→ ACTION ITEM
Print them exactly: the lines from the beginning of the entries below through the line that contains "of the yellow", and only those, with the pictures left out.

→ EXTRACTED DATA

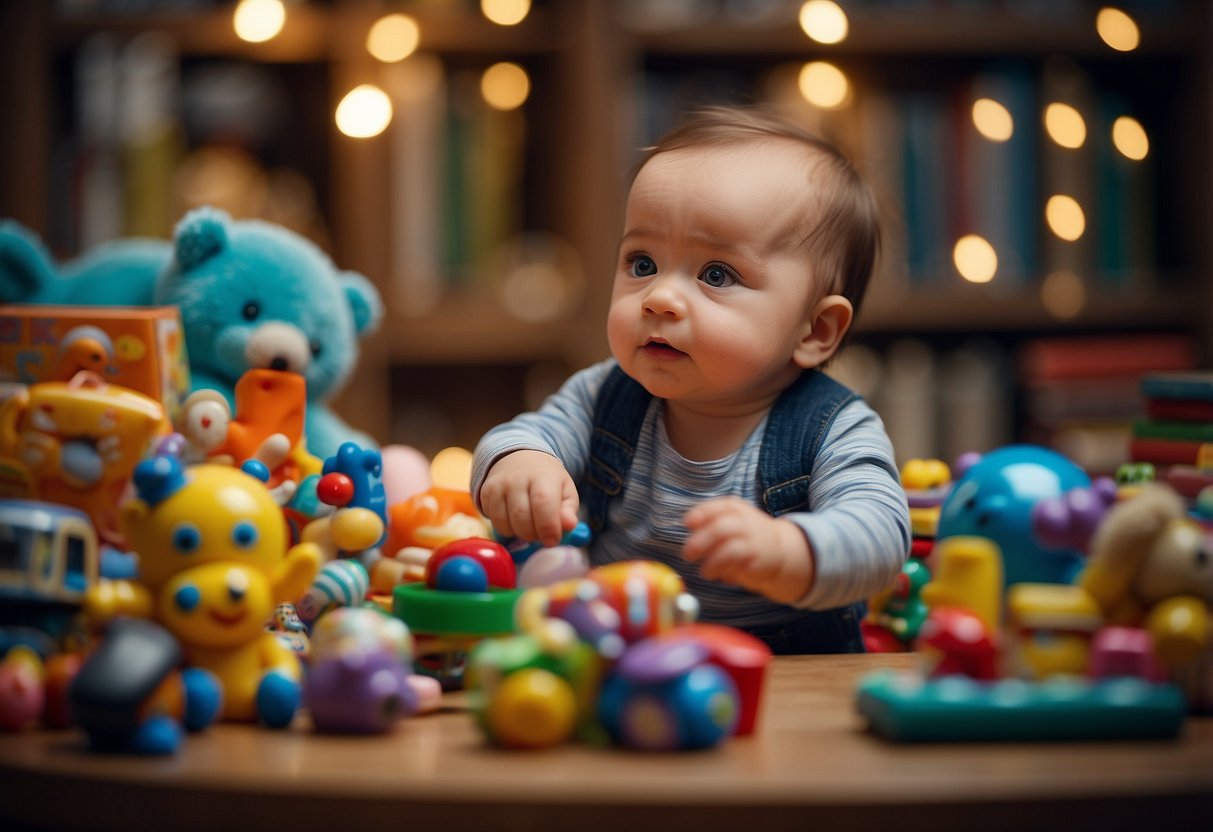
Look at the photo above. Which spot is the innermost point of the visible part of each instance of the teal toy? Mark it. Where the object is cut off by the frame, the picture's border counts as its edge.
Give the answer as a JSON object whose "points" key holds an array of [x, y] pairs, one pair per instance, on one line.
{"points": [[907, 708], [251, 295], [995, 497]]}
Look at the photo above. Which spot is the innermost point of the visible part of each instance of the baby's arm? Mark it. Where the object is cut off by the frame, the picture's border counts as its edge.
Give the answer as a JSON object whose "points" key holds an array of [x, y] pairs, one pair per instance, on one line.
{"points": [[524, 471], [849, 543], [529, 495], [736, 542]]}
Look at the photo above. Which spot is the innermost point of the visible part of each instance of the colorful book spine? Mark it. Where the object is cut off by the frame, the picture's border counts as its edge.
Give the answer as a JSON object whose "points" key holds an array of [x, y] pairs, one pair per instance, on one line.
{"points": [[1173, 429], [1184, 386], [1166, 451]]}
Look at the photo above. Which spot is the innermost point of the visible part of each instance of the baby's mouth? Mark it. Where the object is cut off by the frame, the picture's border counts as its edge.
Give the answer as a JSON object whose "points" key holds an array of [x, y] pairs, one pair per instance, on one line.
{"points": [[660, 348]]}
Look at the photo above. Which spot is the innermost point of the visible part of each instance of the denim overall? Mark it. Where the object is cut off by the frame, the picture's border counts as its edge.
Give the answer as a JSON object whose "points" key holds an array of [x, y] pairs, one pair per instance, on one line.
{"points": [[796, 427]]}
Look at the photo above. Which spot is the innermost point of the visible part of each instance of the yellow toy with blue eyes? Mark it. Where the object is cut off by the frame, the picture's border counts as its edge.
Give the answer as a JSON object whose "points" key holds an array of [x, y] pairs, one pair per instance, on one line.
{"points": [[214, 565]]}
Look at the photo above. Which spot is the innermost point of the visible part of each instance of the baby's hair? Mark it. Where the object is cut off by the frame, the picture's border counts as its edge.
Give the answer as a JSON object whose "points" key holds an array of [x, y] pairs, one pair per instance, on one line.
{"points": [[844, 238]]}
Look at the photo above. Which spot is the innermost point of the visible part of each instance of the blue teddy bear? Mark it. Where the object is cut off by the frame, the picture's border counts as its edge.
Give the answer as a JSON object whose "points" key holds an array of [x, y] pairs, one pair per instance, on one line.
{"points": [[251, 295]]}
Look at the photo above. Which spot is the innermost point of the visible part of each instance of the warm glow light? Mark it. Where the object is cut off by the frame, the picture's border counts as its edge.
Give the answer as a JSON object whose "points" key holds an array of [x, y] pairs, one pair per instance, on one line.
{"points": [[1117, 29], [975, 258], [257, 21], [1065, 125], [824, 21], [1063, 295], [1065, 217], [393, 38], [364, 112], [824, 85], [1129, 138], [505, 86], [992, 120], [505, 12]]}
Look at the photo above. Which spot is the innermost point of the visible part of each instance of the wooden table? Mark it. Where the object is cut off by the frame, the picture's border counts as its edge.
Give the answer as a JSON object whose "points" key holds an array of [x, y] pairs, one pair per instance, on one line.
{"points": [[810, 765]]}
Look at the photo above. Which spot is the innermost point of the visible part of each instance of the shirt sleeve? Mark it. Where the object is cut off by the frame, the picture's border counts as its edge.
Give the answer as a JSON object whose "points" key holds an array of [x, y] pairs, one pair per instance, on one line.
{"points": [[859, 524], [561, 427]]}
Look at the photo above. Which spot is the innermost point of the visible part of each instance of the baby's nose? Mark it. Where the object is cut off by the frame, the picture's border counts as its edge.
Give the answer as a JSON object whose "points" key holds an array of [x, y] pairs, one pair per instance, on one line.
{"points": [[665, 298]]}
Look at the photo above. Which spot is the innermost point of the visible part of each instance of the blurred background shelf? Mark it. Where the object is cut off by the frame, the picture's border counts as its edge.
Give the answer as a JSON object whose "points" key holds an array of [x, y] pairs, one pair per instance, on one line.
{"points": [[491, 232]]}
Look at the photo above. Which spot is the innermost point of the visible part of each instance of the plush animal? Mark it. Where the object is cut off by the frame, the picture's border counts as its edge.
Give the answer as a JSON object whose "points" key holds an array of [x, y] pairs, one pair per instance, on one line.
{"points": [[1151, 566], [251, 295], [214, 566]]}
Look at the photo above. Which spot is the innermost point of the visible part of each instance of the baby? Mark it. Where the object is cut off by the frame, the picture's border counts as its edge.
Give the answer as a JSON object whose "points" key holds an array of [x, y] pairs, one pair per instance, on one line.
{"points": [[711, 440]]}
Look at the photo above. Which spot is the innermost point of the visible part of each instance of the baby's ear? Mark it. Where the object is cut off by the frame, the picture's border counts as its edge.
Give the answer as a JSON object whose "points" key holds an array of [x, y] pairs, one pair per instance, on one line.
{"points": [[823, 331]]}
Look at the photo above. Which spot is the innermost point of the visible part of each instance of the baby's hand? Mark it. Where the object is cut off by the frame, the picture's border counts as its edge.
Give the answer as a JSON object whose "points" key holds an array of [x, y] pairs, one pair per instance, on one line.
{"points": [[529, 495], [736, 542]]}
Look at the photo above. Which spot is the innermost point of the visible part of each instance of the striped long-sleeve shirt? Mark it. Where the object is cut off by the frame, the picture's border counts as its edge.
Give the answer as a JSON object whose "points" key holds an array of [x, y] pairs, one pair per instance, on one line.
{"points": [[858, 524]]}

→ SOLVED PROBLEM
Look at the photo above. Which spot is the innermost point of the visible part of each instance of the teal toy? Mark it. Where the object is cut off by the frame, the picture's border counts as its edge.
Give the answer as a JSON object whose "points" key holds an array of [x, y] pairs, one pair per instance, on one line.
{"points": [[907, 708], [251, 295], [995, 497]]}
Look at the photo above. Which spot is the innermost point of the visible part of each instance of the baby's arm? Mark it. Where the object is cut off by the frame, the picture's border counts as its edge.
Give the answer as a JSON object whose "points" key holds an array of [x, y] pairs, one pair per instance, on one line.
{"points": [[524, 471], [849, 543], [529, 495], [736, 542]]}
Look at the photo above. Which spot is the innermost point of the visible part of each instance of the colorful book spine? Mark it. Where the object is cut off by the frame, the picture's border counts as its edge.
Give the answer as a JSON object whose "points" key holds an array of [x, y] pairs, one pair per instance, on one line.
{"points": [[1173, 429], [1184, 386], [1166, 451]]}
Look at the photo above. Which spot is the innermost point of the visible part of each instance of the baby's mouth? Mark it. Where the object is cut off by the frame, the picture's border counts as its edge.
Give the answer as a JSON object whose "points" key holds an array of [x, y] pairs, one pair per instance, on one line.
{"points": [[660, 348]]}
Look at the photo above. Which spot is the innermost point of the visible part of each instance of the denim overall? Mark it. Where the object is cut off by the frame, the picture's border counts as its edge.
Give the answer as a JSON object whose "points" key holds an array of [x, y] pairs, one pair per instance, on one line.
{"points": [[796, 427]]}
Look at the photo above. Which spot is the innermost point of the visible part of each instance of the yellow toy with blue eyes? Mark it. Where the object is cut off by the frame, the picture's border counts as its edge.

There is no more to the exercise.